* **Exercise instructions**
Answer these questions using the article below on the Latrobe Regional Hospital expansion.
(a) How many spaces would the emergency department have after the planned expansion?
(b) By what percentage is inpatient activity at the hospital projected to increase between 2008 and 2021?
(c) About how much does the hospital estimate it costs each year to transport patients from across Gippsland to Melbourne?

* **Passage for review**
......
Hopes rest with state

The Latrobe Valley’s hopes of major improvements to its public hospital now rest solely with the State Government, after the ceasing of Commonwealth support for expansion and development.

Latrobe Regional Hospital wants to push ahead with a $75 million expansion, including more than doubling its emergency department to 29 spaces and introducing a 12-bed short-stay unit.

The hospital twice applied to the former Federal Labor Government’s Health and Hospital Fund, with no success.

With the change of government, there is no longer a federal pool of funding for the hospital to apply to.

A spokesperson for Federal Health Minister Peter Dutton said the government was meeting the financial commitments of already-approved projects under the Health and Hospital fund, but “state governments remain the hospital system owners and manager and are responsible for hospital expansion and development”.

The spokesperson said the government continued to “support” hospital services through health reform funding.

LRH board chair Kellie O’Callaghan said the Health and Hospital Fund had demonstrated a “clear commitment” on the part of the Federal Government to the development of health-related infrastructure.

“Ongoing government commitment to infrastructure funding is essential to a health service’s ability to keep pace with the ever-increasing demand for services,” Ms O’Callaghan said.

Inpatient activity at the hospital is projected to increase by 43 per cent between 2008 and 2021, according to LRH figures.

The expansion would include a dedicated cardiac catheterisation laboratory, which would decrease the need for patients to go to Melbourne for procedures requiring a heart catheter.

LRH estimates the cost to transport patients from across Gippsland to Melbourne is about $29 million a year.

The redevelopment would also include two dedicated day endoscopy rooms, which would free up the operating theatre for emergency and elective surgery; a new admissions area; satellite imaging for the emergency department; and 30 new acute ward beds.

It is hoped 12 new short-stay beds would act as a transition point for emergency department patients waiting to be transferred to a ward.
......
* **Data extracted from a collection**
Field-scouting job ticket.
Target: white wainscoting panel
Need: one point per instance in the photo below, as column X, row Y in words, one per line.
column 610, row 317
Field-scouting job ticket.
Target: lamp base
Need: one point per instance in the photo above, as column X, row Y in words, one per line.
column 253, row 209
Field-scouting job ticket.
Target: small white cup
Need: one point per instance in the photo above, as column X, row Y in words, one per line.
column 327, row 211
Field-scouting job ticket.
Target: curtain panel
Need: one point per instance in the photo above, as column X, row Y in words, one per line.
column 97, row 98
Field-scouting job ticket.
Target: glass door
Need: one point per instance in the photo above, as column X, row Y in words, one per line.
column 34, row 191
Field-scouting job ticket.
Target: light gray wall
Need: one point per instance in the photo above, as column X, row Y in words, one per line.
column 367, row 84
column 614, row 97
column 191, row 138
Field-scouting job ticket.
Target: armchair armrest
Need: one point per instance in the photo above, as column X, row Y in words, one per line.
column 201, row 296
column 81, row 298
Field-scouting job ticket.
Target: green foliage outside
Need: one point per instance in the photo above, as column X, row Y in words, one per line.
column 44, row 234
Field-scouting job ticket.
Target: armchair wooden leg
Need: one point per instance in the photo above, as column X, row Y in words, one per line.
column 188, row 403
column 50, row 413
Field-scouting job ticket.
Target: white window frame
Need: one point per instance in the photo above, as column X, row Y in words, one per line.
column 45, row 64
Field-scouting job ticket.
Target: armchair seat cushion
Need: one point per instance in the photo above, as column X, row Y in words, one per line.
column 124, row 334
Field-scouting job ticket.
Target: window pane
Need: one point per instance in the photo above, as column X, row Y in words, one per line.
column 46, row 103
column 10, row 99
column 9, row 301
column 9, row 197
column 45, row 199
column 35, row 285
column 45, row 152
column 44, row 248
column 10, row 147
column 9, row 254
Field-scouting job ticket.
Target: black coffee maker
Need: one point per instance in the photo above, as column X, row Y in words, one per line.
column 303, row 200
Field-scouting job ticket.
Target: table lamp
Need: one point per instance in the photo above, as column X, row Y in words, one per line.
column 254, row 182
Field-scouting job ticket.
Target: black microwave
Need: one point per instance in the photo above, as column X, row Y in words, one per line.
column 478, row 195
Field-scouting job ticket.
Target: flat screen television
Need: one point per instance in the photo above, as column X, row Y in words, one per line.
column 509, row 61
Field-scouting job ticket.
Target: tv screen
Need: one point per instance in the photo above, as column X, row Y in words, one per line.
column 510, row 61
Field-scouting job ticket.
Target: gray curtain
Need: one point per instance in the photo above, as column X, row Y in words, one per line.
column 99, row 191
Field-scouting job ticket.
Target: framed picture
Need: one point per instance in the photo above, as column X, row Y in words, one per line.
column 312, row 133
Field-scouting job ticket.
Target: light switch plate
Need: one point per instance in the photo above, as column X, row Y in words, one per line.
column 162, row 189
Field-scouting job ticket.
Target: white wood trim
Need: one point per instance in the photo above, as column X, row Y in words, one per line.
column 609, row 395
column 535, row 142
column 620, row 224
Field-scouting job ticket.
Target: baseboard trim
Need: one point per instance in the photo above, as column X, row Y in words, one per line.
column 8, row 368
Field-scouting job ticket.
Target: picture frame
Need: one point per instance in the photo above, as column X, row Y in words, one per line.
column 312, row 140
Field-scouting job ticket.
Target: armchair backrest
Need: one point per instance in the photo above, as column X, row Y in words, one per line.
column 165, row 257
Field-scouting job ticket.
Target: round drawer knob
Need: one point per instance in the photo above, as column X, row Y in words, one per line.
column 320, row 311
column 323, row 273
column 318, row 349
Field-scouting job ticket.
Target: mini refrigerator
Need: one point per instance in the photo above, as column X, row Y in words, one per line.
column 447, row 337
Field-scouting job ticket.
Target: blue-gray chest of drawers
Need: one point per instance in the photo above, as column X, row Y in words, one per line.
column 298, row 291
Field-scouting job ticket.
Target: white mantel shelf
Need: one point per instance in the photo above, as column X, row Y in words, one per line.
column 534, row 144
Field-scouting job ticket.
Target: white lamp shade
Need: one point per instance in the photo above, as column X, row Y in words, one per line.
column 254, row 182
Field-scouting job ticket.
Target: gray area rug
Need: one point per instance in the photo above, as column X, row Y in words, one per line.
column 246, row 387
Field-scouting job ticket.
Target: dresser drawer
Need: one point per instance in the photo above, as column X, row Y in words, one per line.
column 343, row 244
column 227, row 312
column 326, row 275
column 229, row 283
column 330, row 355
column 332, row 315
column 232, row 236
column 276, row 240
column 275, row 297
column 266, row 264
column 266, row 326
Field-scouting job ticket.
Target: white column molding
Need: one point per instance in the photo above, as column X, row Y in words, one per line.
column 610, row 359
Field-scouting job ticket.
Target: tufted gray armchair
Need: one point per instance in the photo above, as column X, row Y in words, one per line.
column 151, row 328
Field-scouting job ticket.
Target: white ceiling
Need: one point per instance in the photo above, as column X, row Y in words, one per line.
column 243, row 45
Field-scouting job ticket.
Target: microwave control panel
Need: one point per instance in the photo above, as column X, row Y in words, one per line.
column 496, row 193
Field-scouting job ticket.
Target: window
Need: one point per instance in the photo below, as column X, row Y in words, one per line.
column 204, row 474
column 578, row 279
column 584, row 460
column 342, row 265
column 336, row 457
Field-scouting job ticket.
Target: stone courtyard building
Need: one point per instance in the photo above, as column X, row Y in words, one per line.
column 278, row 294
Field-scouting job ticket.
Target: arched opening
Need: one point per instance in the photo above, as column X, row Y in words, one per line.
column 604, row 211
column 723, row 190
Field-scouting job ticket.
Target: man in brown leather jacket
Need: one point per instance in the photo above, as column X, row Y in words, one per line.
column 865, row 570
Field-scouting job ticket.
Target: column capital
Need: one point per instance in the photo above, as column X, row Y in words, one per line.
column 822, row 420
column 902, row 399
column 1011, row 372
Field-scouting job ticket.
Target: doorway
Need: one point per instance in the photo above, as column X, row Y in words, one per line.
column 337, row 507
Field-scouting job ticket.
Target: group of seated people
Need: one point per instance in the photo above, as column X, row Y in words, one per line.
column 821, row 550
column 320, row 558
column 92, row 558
......
* **Solution to this problem**
(a) 29 spaces
(b) 43 per cent
(c) About $29 million a year